→ PASSAGE TO READ:
— start —

FANTASIA OBSCURA: Horror Legends Vincent Price, Peter Lorre and Boris Karloff… in a Comedy?
There are some fantasy, science fiction, and horror films that not every fan has caught. Not every film ever made has been seen by the audience that lives for such fare. Some of these deserve another look, because sometimes not every film should remain obscure.
Sometimes, you need a break from the unrelenting terror, just to have a laugh…
The Comedy of Terrors (1963)
Distributed by: American International
Directed by: Jacques Tourneur
On paper, it’s a hell of a group: Tourneur, the director of Cat People and I Walked With a Zombie, working off of a script from Richard Matheson whose I Am Legend was a classic that became an iconic film. And, they have to play with in the cast Vincent Price, Peter Lorre, Boris Karloff, and Basil Rathbone.
It’s one hell of a cast and crew assembled on the same set. You get them all together and you’re going to have… a zany slapstick comedy?!?
We open cold before the credits on a funeral during the late 19th century, where Waldo Trumbull (Price) and his assistant Felix Gillie (Lorrie) are the undertakers overseeing the solemn service of providing dignity as they bury a man. Said dignity flees after the family leaves the cemetery, however, when the two plop the deceased out of the casket (which we find later has been re-used over and over for 13 years) and in sped-up film bury him cold, having robbed the estate the cost of a coffin.
Waldo, an abusive drunk, comes home to his wife Amaryllis (Joyce Jameson) and father in law Amos Hinchley (Karloff), where he insults her and ignores him. We discover through the insults the couple lob at each other that he married into the family to get Amos’ business and doesn’t think much of her desire to be an opera singer. Amos, meanwhile, is of no help to her, being both deaf and senile; every appeal she makes, Amos responds to by passing her the sugar bowl.

— end —

→ DATASET ENTRIES:
— start —

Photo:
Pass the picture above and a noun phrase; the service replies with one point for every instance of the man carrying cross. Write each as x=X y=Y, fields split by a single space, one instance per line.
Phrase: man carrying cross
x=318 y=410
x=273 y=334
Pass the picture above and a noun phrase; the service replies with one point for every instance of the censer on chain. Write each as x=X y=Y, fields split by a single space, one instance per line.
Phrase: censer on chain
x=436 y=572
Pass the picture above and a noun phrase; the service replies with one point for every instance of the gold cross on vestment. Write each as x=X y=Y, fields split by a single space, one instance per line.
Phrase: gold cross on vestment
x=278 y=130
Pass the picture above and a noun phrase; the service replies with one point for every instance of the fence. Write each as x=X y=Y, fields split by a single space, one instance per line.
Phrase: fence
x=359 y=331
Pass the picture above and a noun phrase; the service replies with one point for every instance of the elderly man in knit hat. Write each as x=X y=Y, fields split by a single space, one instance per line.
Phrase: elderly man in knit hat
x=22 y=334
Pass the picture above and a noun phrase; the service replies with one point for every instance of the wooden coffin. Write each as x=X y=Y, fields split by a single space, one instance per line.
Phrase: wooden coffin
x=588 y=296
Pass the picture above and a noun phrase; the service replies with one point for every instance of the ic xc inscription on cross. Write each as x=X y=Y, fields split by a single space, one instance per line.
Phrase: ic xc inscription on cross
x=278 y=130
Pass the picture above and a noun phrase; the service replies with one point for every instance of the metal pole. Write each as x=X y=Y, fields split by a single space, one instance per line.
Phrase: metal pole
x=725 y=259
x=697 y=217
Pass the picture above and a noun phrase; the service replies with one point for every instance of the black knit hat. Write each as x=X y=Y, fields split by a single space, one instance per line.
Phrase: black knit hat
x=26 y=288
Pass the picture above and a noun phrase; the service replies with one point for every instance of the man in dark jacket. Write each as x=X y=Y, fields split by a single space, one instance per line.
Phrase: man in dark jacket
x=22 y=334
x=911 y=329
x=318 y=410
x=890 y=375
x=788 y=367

— end —

→ TASK LIST:
[1] Answer these questions using the review of The Comedy of Terrors.
(a) Who directed the film?
(b) For how many years had the casket been re-used?
(c) How does Amos respond to each appeal Amaryllis makes?
[2] Write the next part of the review of The Comedy of Terrors, picking up after its final sentence.
The records are separate material and have no connection to the text about the film.

→ RESPONSES TO THE EXERCISE:
[1]
(a) Jacques Tourneur
(b) 13 years
(c) He passes her the sugar bowl.

[2]
Because he drinks away most of the profits, Waldo is just barely above water most of the time. This is an issue with his landlord, John Black (Rathbone), who informs Waldo that because he is a year in arrears on rent that he has 24 hours to pay up or be put out.
In response, Waldo does what he usually does: He takes Felix, a former break-in artist, out with him to a rich person’s home, where Felix lets Waldo in, and Waldo does in the occupant, drumming up business in the process. We watch as he does in a likely target (Buddy Mason in his last role) and eagerly chats up his young vibrant widow (Beverly Powers, credited in the film as “Beverly Hills” for… prominent reasons, shall we say…) to get her business, but then watch Waldo get double-crossed by the widow, who skips town with the family fortune without paying for the funeral.
Desperate, Waldo finally comes upon the idea of doing away with Black, hoping to do away with his debt while making a handsome profit at the same time. It’s a perfect plan; what could go wrong…?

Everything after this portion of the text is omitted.